Work to do:
Write out the war crimes article below word for word, from "The US initially" to "the US Constitution.".

Source text:

War Crimes – April 7, 2026
To ask what is a war crime inevitably you are going to land on some variation of “a serious violation of international humanitarian law or treaty” in which the resulting determination could be criminal responsibility.
A more modern definition is codified in Article 8 of the Rome Statute, legal provision that defines war crimes and establishes the International Criminal Court’s (ICC) jurisdiction over them. Boils down to two areas:
- Grave Breaches of the Geneva Convention
- Violations of the Laws and Customs of War
In some regard just about everything imaginable falls into these categories, covering everything from handling prisoners of war to chemical warfare to protections for civilian population. And all violations have the context of international or non-international armed conflicts and the accused perpetrator must have acted with intent and knowledge that the act or acts would violate some provision during whatever armed conflict the act is applied to.
The first rub ends up as a question.
Does the US recognize the International Criminal Court?
Not only does the US no recognize the jurisdiction of the ICC, current conditions between the US and the ICC is nothing short of hostile.
The US initially signed the court’s founding treaty mention above, the Rome Statue, in 2000 but formally withdrew signature in 2002 never ratifying the agreement. This was done under the George W. Bush administration, was deliberate, and the listed reasons were protections from political persecutions, rejection of ICC intentions to claim jurisdiction over non-members, no “checks and balances” by the UN Security Council, and incompatibility with the US Constitution.
Lest we forget, the US was already in Afghanistan in 2002 in response to 9/11 and also already planning going into Iraq in 2003.
Bush, Obama, Trump, and Biden all have had some degree of run-in with the ICC, anything from filings with the ICC, to investigations, to near charges filed. And what you would expect was in the mix. Afghanistan and Iraq wars, our associations with Israel, Obama’s drone strike campaigns, and of course Trump’s various campaigns during his current 2nd term. All in some way catching the attention of the ICC, at least someone complaining to the ICC. On occasion involving the UN “recommending” to the ICC some sort of investigation.
Look at it this way. The ICC has had an “active warrant” for Israeli Prime Minister Benjamin Netanyahu since November 21, 2024 and another for Russian President Vladimir Putin since March 17, 2023. Neither one slowing down Russian or Israeli activities to date.
And speaking of Netanyahu, Trump in February 2025 issued Executive Order 14203 to sanction the ICC, largely in response to warrants for Israeli officials. Those being restriction of ICC members and personnel entering the US and possible asset seizure at the discretion of the White House.
Ok, so when we hear of “war crimes” what law handles that?
The short answer is, a combination of US federal criminal law and military law.

(Records from an annotation dataset)
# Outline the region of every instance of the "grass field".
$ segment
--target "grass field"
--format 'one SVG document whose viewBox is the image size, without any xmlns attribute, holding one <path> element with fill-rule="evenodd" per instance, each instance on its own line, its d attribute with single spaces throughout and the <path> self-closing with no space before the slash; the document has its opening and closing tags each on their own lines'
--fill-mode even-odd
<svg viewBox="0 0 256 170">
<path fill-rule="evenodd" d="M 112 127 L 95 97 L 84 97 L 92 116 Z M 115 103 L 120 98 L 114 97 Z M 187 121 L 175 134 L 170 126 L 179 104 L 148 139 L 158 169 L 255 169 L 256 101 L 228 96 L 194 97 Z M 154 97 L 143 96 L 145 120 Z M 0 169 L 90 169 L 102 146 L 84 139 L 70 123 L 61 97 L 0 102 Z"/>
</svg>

Task output:
The US initially signed the court’s founding treaty mention above, the Rome Statue, in 2000 but formally withdrew signature in 2002 never ratifying the agreement. This was done under the George W. Bush administration, was deliberate, and the listed reasons were protections from political persecutions, rejection of ICC intentions to claim jurisdiction over non-members, no “checks and balances” by the UN Security Council, and incompatibility with the US Constitution.